[START SELECTED EXTRACT]

Ashes to Ashes, Dust to Dust

Ashes to Ashes, Dust to Dust February 9, 2016

This guest post is by Jill Crainshaw.

Photo by Jill Crainshaw.
I scatter them. They slip away from cold-numbed fingers.
It is winter. Nothing grows in winter—
does it?

Ashes to ashes. Dust to dust.

But a dancing fire warms my hands
and its ashes cultivate growth.

We are ashes;
our lives slip through our fingers
sometimes. Or so it seems.

We are also formed from the earth.
We are dust.
Scattered in God’s garden
“to till it and to keep it.”

Ashes to ashes. Dust to dust.

The seasons of Lent and Easter in Christian traditions call us to reflect on rhythms of feasting and fasting and feasting in our world, our churches, and our spiritual lives. But the traditional Lenten fast is complicated this year because fasting in our world today is a complicated concept. Too many people’s bodies and souls ache because of fasts imposed on them by unjust life realities. Too many people’s tables are too empty because they lack adequate access to food.

[END SELECTED EXTRACT]

WRITTEN TASKS:
- 1) Who wrote the guest post?
- 2) The last paragraph of the guest post names where the seasons of Lent and Easter call us to reflect on rhythms of feasting and fasting. List every one of those settings.
- 3) Reproduce word for word the passage of the guest post between "Ashes to Ashes, Dust to Dust February" and "ashes cultivate growth.", inclusive.
The items that come next are separate material and have no connection to the guest post.

[START GIVEN RECORDS]

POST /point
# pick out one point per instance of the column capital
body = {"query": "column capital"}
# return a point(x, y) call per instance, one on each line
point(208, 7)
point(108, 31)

[END GIVEN RECORDS]

RESPONSES PER TASK:
- 1) Jill Crainshaw

- 2)
- our world
- our churches
- our spiritual lives

- 3)
Ashes to Ashes, Dust to Dust February 9, 2016

This guest post is by Jill Crainshaw.

Photo by Jill Crainshaw.
I scatter them. They slip away from cold-numbed fingers.
It is winter. Nothing grows in winter—
does it?

Ashes to ashes. Dust to dust.

But a dancing fire warms my hands
and its ashes cultivate growth.